(SUPPLIED DATA begins)
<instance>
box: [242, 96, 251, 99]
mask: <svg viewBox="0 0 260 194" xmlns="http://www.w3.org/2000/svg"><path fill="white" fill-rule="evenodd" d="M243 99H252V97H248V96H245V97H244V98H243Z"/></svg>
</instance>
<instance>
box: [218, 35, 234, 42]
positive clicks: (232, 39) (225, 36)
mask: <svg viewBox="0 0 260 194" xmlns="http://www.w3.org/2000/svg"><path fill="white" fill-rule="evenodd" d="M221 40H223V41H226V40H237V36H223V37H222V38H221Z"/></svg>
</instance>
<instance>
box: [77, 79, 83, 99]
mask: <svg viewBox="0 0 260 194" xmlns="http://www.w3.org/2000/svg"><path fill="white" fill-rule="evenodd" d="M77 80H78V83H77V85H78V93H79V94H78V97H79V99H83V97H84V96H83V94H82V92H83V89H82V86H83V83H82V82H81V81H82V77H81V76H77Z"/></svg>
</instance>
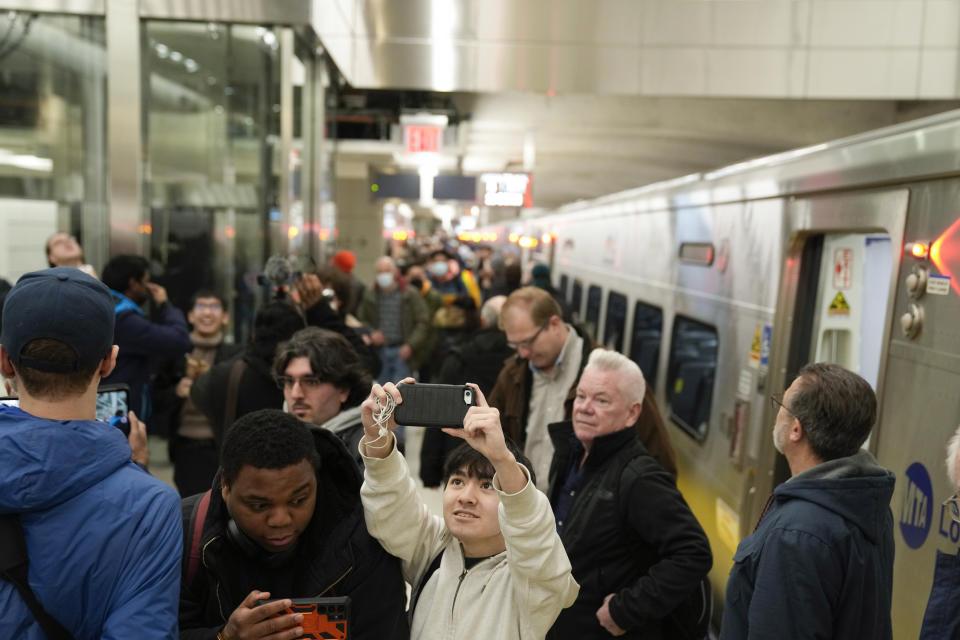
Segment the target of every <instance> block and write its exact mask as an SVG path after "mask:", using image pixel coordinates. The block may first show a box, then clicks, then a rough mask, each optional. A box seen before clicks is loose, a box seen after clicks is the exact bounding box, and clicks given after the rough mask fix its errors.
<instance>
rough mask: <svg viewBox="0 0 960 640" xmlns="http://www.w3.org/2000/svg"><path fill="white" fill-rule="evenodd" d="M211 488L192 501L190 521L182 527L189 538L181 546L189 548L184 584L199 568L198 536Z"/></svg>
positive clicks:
(SUPPLIED DATA ends)
PROBLEM DESCRIPTION ::
Locate every line above that contains the string "rule" and copy each of those lines in full. Treat uppercase and lowercase letters as different.

REPLY TO THE TASK ::
mask: <svg viewBox="0 0 260 194" xmlns="http://www.w3.org/2000/svg"><path fill="white" fill-rule="evenodd" d="M243 99H252V97H248V96H245V97H244V98H243Z"/></svg>
mask: <svg viewBox="0 0 260 194" xmlns="http://www.w3.org/2000/svg"><path fill="white" fill-rule="evenodd" d="M221 40H223V41H226V40H237V36H223V37H222V38H221Z"/></svg>
mask: <svg viewBox="0 0 260 194" xmlns="http://www.w3.org/2000/svg"><path fill="white" fill-rule="evenodd" d="M77 80H78V83H77V85H78V93H79V94H78V97H79V99H83V97H84V96H83V94H82V92H83V89H82V86H83V83H82V82H81V81H82V77H81V76H77Z"/></svg>
rough mask: <svg viewBox="0 0 960 640" xmlns="http://www.w3.org/2000/svg"><path fill="white" fill-rule="evenodd" d="M211 488L192 501L190 521L182 527L189 538L181 546L189 548L184 584L199 568L198 536Z"/></svg>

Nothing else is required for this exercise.